Locate the word "black" in the data below, then copy every line that holds it.
[EXERCISE DATA — start]
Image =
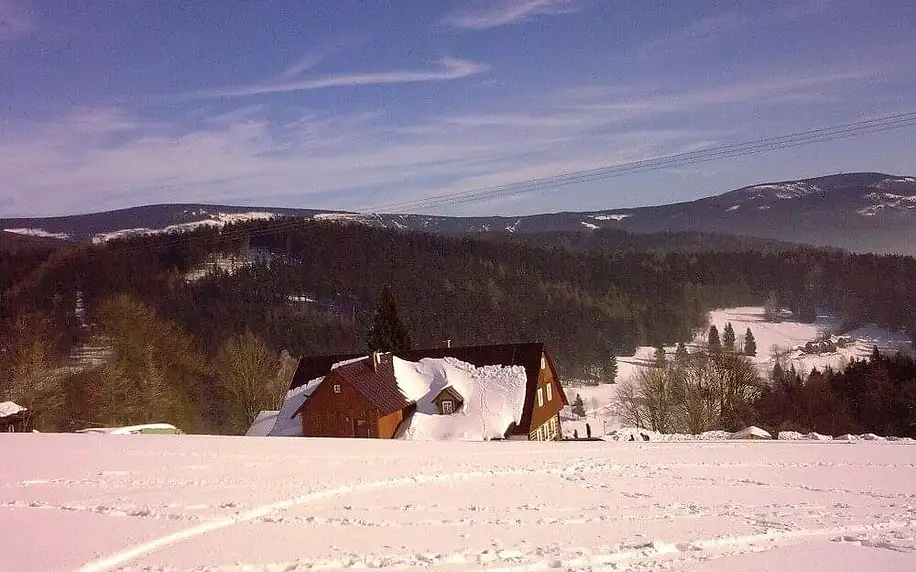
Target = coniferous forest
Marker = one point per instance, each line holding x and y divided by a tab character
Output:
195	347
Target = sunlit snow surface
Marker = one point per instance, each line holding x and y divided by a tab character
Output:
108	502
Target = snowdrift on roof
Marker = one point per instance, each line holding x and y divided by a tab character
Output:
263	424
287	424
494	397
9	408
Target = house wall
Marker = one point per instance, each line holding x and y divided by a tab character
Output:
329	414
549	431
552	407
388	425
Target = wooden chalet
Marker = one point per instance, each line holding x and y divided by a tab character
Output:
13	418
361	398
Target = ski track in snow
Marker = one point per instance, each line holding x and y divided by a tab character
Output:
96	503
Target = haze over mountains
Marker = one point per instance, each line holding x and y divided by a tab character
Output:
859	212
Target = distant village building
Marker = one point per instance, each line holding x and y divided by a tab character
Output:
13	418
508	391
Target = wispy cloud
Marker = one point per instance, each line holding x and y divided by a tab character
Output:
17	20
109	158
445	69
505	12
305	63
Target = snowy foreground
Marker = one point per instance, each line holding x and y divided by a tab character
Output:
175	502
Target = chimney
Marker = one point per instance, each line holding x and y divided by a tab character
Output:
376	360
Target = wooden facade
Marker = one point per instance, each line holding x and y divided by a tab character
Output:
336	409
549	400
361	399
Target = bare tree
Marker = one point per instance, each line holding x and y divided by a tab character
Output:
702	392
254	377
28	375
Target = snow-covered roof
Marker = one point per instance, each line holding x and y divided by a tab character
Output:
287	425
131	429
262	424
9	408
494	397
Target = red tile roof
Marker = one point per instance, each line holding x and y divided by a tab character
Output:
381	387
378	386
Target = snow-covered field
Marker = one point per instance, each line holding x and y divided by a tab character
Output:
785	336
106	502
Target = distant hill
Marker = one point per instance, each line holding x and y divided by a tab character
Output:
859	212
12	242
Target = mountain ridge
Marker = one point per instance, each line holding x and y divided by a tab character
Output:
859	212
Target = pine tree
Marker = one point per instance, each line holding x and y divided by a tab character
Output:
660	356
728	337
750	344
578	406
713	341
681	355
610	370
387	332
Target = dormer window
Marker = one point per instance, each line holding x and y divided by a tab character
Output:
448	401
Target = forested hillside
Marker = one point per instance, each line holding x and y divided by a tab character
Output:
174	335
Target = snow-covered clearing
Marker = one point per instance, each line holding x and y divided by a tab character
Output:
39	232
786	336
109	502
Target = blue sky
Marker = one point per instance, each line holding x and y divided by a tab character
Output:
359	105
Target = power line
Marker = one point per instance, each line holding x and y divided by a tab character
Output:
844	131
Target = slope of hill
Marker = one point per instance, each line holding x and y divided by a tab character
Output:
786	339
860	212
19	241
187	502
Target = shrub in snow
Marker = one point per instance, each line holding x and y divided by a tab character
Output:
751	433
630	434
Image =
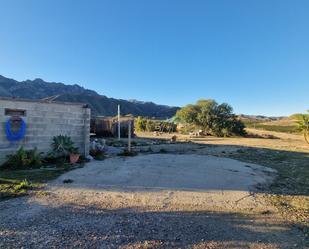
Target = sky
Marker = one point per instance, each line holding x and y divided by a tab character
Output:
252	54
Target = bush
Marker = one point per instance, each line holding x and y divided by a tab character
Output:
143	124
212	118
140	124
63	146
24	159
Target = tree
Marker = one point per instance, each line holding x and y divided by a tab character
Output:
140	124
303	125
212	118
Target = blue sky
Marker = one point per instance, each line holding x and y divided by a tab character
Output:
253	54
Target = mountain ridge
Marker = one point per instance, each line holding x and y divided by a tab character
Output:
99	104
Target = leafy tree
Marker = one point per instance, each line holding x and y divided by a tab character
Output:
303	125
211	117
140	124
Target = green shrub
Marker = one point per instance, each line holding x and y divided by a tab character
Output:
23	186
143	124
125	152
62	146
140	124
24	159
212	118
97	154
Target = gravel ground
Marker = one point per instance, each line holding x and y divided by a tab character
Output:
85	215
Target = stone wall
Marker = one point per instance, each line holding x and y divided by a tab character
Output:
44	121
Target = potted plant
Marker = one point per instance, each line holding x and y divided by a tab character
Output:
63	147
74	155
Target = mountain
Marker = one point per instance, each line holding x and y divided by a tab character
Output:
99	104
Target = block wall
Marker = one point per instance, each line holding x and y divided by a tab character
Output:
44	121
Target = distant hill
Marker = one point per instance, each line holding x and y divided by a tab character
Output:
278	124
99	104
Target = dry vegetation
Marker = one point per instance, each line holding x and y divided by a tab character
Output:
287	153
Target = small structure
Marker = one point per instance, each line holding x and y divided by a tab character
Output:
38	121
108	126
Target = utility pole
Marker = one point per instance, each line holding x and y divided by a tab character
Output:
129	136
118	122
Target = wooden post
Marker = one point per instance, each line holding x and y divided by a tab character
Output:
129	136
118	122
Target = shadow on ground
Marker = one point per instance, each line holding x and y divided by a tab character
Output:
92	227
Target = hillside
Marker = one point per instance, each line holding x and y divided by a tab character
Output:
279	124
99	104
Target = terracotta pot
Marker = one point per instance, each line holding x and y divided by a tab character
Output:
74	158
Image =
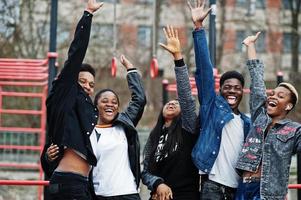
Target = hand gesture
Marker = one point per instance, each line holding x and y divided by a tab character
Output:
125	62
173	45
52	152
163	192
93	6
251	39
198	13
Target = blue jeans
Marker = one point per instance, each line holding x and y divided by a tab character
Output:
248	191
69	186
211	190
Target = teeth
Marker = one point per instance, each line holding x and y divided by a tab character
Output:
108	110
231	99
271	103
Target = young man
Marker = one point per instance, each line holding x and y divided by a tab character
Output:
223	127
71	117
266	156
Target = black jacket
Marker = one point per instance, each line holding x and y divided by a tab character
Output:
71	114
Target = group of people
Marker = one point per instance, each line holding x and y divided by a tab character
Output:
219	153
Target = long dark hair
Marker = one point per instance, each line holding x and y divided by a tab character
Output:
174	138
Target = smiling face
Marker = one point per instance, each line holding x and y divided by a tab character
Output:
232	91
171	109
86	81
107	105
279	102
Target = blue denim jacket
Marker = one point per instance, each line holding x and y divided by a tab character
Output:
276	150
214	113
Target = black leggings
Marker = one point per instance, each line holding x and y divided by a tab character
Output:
[EXERCISE DATA — finish]
WRITTEN SOLUTION —
Target = black jacket
Target = black leggings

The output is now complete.